The problem: Images must not appear in your copy; reproduce every other part of the records exactly.

Records for the exercise:

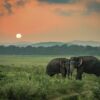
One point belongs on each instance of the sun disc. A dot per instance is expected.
(18, 36)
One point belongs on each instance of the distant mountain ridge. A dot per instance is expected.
(50, 44)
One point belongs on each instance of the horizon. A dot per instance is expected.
(49, 20)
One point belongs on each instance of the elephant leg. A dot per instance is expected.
(63, 72)
(79, 74)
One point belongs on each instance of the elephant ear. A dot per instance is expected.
(80, 62)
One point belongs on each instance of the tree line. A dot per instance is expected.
(54, 50)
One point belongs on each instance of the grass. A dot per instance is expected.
(24, 78)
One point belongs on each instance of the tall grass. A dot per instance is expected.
(21, 81)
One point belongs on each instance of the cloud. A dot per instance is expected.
(21, 2)
(7, 6)
(94, 6)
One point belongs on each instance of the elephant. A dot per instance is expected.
(57, 66)
(85, 64)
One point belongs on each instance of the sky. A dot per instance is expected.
(49, 20)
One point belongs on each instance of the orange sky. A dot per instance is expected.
(43, 20)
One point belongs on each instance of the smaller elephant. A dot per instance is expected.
(87, 64)
(58, 65)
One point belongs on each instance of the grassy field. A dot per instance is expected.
(24, 78)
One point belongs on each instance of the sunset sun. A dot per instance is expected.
(18, 35)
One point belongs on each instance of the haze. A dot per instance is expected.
(49, 20)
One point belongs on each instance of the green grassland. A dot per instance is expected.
(24, 78)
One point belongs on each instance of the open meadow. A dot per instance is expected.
(24, 78)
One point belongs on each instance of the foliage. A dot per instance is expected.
(30, 82)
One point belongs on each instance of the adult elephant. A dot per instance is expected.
(58, 65)
(87, 64)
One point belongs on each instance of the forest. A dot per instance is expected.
(54, 50)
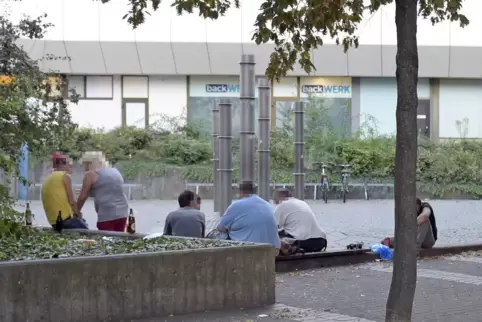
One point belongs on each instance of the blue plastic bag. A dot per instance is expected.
(385, 253)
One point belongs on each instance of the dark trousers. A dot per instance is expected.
(308, 245)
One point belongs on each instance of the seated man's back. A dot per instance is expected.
(297, 219)
(187, 221)
(251, 219)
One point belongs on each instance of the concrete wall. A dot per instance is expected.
(135, 286)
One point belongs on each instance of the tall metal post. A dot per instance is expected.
(247, 131)
(264, 138)
(215, 134)
(299, 144)
(225, 155)
(23, 171)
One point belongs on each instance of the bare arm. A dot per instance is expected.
(424, 216)
(86, 186)
(70, 193)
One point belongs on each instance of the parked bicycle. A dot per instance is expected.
(324, 181)
(345, 174)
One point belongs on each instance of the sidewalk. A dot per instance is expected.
(448, 290)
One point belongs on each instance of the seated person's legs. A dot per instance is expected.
(313, 245)
(425, 238)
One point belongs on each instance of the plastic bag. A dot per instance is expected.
(383, 251)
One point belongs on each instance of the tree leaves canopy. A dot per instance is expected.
(298, 27)
(32, 105)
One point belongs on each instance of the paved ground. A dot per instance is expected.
(459, 222)
(448, 290)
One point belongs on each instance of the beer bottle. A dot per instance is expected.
(28, 215)
(131, 222)
(58, 223)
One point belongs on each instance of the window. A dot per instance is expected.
(92, 87)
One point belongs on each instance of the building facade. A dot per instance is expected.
(181, 64)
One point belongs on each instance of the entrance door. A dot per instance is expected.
(423, 118)
(135, 112)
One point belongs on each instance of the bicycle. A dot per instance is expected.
(324, 181)
(345, 174)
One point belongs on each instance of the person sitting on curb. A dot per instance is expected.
(58, 196)
(188, 220)
(427, 227)
(250, 219)
(296, 220)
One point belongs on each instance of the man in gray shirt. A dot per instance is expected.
(188, 220)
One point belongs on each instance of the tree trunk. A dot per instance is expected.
(402, 289)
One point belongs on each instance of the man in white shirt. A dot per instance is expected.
(296, 220)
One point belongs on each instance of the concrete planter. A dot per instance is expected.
(136, 286)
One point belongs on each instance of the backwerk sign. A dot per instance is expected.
(329, 90)
(222, 88)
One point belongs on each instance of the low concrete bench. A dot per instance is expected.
(137, 286)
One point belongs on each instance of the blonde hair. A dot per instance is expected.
(96, 160)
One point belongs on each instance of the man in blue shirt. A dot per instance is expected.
(250, 219)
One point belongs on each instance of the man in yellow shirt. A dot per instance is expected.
(58, 196)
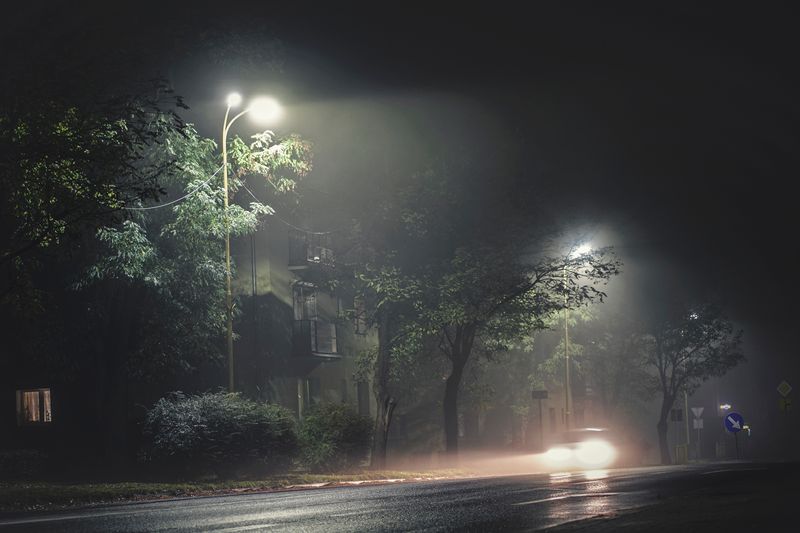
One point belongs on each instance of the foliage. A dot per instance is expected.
(173, 257)
(694, 344)
(221, 432)
(68, 168)
(691, 344)
(334, 438)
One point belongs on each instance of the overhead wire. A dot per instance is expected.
(175, 201)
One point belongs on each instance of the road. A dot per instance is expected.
(656, 499)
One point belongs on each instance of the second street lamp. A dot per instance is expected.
(265, 110)
(577, 252)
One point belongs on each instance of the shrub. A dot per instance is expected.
(218, 432)
(334, 437)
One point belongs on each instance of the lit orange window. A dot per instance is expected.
(34, 406)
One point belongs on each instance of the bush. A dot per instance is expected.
(218, 432)
(333, 437)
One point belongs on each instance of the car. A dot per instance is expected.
(582, 448)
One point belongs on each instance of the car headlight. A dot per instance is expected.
(559, 454)
(595, 453)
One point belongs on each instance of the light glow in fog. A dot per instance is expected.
(595, 453)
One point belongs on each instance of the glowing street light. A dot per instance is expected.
(576, 253)
(264, 110)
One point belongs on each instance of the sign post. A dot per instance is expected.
(697, 423)
(540, 395)
(734, 423)
(784, 404)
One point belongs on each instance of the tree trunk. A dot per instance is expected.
(386, 403)
(451, 406)
(663, 445)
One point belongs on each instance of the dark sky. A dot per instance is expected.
(674, 126)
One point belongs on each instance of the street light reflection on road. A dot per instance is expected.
(588, 475)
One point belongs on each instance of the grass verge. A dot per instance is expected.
(23, 496)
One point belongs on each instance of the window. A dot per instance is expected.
(34, 407)
(362, 389)
(305, 302)
(360, 316)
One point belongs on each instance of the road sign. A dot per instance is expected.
(734, 422)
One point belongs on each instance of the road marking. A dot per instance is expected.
(564, 497)
(245, 528)
(59, 518)
(734, 470)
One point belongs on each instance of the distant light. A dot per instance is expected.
(583, 249)
(265, 110)
(557, 455)
(234, 100)
(595, 453)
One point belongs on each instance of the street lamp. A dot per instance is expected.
(576, 253)
(264, 110)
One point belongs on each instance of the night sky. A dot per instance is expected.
(674, 130)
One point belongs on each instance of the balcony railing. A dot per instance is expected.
(309, 249)
(314, 337)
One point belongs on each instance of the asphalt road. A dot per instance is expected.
(689, 498)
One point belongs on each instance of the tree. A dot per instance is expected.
(157, 283)
(69, 168)
(489, 298)
(694, 344)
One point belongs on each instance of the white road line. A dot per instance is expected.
(245, 528)
(564, 497)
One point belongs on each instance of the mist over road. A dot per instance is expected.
(509, 503)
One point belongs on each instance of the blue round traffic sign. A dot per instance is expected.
(734, 422)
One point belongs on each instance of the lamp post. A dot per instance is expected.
(263, 109)
(577, 252)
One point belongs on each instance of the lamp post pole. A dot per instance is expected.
(265, 109)
(228, 282)
(566, 356)
(577, 252)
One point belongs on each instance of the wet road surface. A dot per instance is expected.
(510, 503)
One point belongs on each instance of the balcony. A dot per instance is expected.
(314, 338)
(307, 249)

Answer to this problem:
One point belongs on each instance of the sun disc. A dot per instance is expected.
(18, 36)
One point belongs on each instance of the distant mountain ridge. A dot per instance is expected.
(50, 44)
One point belongs on each instance of the horizon. A dot per instance is expected.
(49, 20)
One point belongs on each instance of the elephant leg. A dot per instance is expected.
(63, 72)
(79, 74)
One point belongs on each instance of the elephant ear. A dot per instance is expected.
(80, 62)
One point belongs on each instance of the tree line. A dot per instance is expected.
(54, 50)
One point belongs on each instance of the grass. A dot per instance is expected.
(24, 78)
One point belongs on each instance of the tall grass. A dot per instance is expected.
(21, 81)
One point belongs on each instance of the cloud. A dot per instance is expected.
(21, 2)
(7, 6)
(94, 6)
One point belongs on each instance of the elephant. A dot per instance is expected.
(57, 66)
(85, 64)
One point belongs on each instance of the sky. A dot per instance is expected.
(49, 20)
One point belongs on each instance of the orange sky. A dot per instance is expected.
(43, 20)
One point belongs on each instance of the smaller elephant. A dot per instance is expected.
(87, 64)
(58, 65)
One point belongs on each instance of the grassy field. A dot per instance is expected.
(24, 78)
One point belongs on each instance of the sunset sun. A dot per instance is expected.
(18, 35)
One point belongs on each instance of the haze. A dot per instance is expected.
(49, 20)
One point belongs on each instance of the green grassland. A dot per instance is expected.
(24, 78)
One point belongs on each instance of the open meadow. A dot per instance is expected.
(24, 78)
One point belongs on each instance of the foliage. A dot per instance is expected.
(30, 82)
One point belongs on each instance of the adult elephant. A dot per instance is expected.
(58, 65)
(87, 64)
One point belongs on each instance of the forest. A dot per instance is expected.
(54, 50)
One point belongs on each instance of the blue plastic bag. A dot per instance is expected.
(385, 253)
One point belongs on each instance of the dark trousers. A dot per instance is expected.
(308, 245)
One point belongs on each instance of the seated man's back. A dot per instance is expected.
(297, 219)
(187, 221)
(251, 219)
One point belongs on each instance of the concrete wall. A dot per instance is expected.
(135, 286)
One point belongs on each instance of the tall metal post. A dot per instance is expected.
(247, 131)
(264, 138)
(215, 134)
(299, 144)
(225, 155)
(23, 171)
One point belongs on each instance of the bare arm. A dot per instance is expected.
(424, 216)
(86, 186)
(70, 193)
One point belongs on each instance of the parked bicycle. A dot per instance is expected.
(324, 181)
(345, 174)
One point belongs on each instance of the sidewalk. A dot per instance is expected.
(448, 290)
One point belongs on each instance of the seated person's legs. A dot per instance is expected.
(313, 245)
(425, 238)
One point belongs on each instance of the plastic bag. A dot per instance is expected.
(383, 251)
One point belongs on each instance of the tree leaves canopy. A dot per instance is expected.
(298, 27)
(32, 105)
One point belongs on each instance of the paved ground. A dot per instance is expected.
(459, 222)
(448, 290)
One point belongs on each instance of the beer bottle. A dot per instance is expected.
(28, 215)
(131, 222)
(58, 223)
One point belongs on each instance of the window. A dot per instance is expected.
(92, 87)
One point belongs on each instance of the building facade. A dot per instance is expected.
(181, 64)
One point belongs on each instance of the entrance door. A dot per instance is expected.
(423, 118)
(135, 112)
One point belongs on each instance of the bicycle. A dot per instance is expected.
(324, 181)
(345, 174)
One point belongs on each instance of the person sitting on curb. A dot per instance is expected.
(58, 196)
(188, 220)
(427, 227)
(250, 219)
(296, 220)
One point belongs on each instance of the man in gray shirt. A dot per instance is expected.
(188, 220)
One point belongs on each instance of the tree trunk. A dot per instance is expected.
(402, 289)
One point belongs on each instance of the man in white shirt. A dot per instance is expected.
(296, 220)
One point belongs on each instance of the concrete planter. A dot per instance is expected.
(136, 286)
One point belongs on each instance of the backwerk sign. A dot per instance is expected.
(329, 90)
(222, 88)
One point belongs on each instance of the low concrete bench. A dot per instance is expected.
(137, 286)
One point belongs on each instance of the blonde hair. A dot per instance is expected.
(96, 160)
One point belongs on each instance of the man in blue shirt. A dot per instance is expected.
(250, 219)
One point belongs on each instance of the man in yellow shirt. A dot per instance is expected.
(58, 196)
One point belongs on each instance of the foliage. A dot per instance is expected.
(173, 257)
(694, 344)
(221, 432)
(68, 168)
(691, 344)
(334, 438)
One point belongs on each instance of the overhead wire. A dot per instance is expected.
(175, 201)
One point belongs on each instance of the road. A dot per instance is expected.
(656, 499)
One point belongs on each instance of the second street lamp. A dot per instance is expected.
(265, 110)
(577, 252)
One point belongs on each instance of the shrub. A dot per instance is expected.
(218, 432)
(334, 437)
One point belongs on each instance of the lit orange window. A dot per instance is expected.
(34, 406)
One point belongs on each instance of the bush. A dot per instance is expected.
(218, 432)
(333, 437)
One point belongs on each instance of the car. A dot per instance is expected.
(582, 448)
One point belongs on each instance of the car headlight. A dot per instance is expected.
(559, 454)
(595, 453)
One point belongs on each instance of the light glow in fog. A dot per instance is expected.
(595, 453)
One point belongs on each instance of the glowing street light. A dot per instance is expected.
(576, 253)
(264, 110)
One point belongs on each instance of the sign post. A dot per instance is expected.
(697, 423)
(540, 395)
(734, 423)
(784, 404)
One point belongs on each instance of the tree trunk. A dot per instance is expected.
(386, 403)
(451, 406)
(663, 445)
One point belongs on each instance of the dark sky. A dot per instance is expected.
(674, 126)
One point belongs on each instance of the street light reflection on road. A dot per instance is expected.
(588, 475)
One point belongs on each instance of the grass verge. A dot per instance is expected.
(23, 496)
One point belongs on each instance of the window. A dot per instance is expected.
(34, 407)
(362, 389)
(305, 302)
(360, 316)
One point belongs on each instance of the road sign. A dot per instance is expected.
(734, 422)
One point belongs on each instance of the road marking. A dot per instance is expected.
(564, 497)
(245, 528)
(59, 518)
(734, 470)
One point belongs on each instance of the distant light. A dot per instance is expected.
(583, 249)
(265, 110)
(557, 455)
(234, 100)
(595, 453)
One point belongs on each instance of the street lamp. A dot per instance is expected.
(576, 253)
(264, 110)
One point belongs on each instance of the night sky. A dot per instance is expected.
(674, 130)
One point belongs on each instance of the balcony railing. A dot per instance is expected.
(309, 249)
(314, 337)
One point belongs on each instance of the asphalt road. A dot per instance is expected.
(689, 498)
One point belongs on each instance of the tree. A dot per instance is expected.
(157, 283)
(69, 168)
(489, 298)
(694, 344)
One point belongs on each instance of the white road line. A dot per instance is expected.
(245, 528)
(564, 497)
One point belongs on each instance of the mist over road. A dot per instance is expected.
(509, 503)
One point belongs on each instance of the blue round traffic sign. A dot per instance is expected.
(734, 422)
One point belongs on each instance of the lamp post. A dot per instance is expected.
(263, 109)
(577, 252)
One point belongs on each instance of the lamp post pole. A dot per instance is expected.
(265, 109)
(228, 282)
(566, 356)
(577, 252)
One point belongs on each instance of the wet road surface. A dot per instance is expected.
(510, 503)
One point belongs on each instance of the balcony. A dot per instance is expected.
(314, 338)
(307, 249)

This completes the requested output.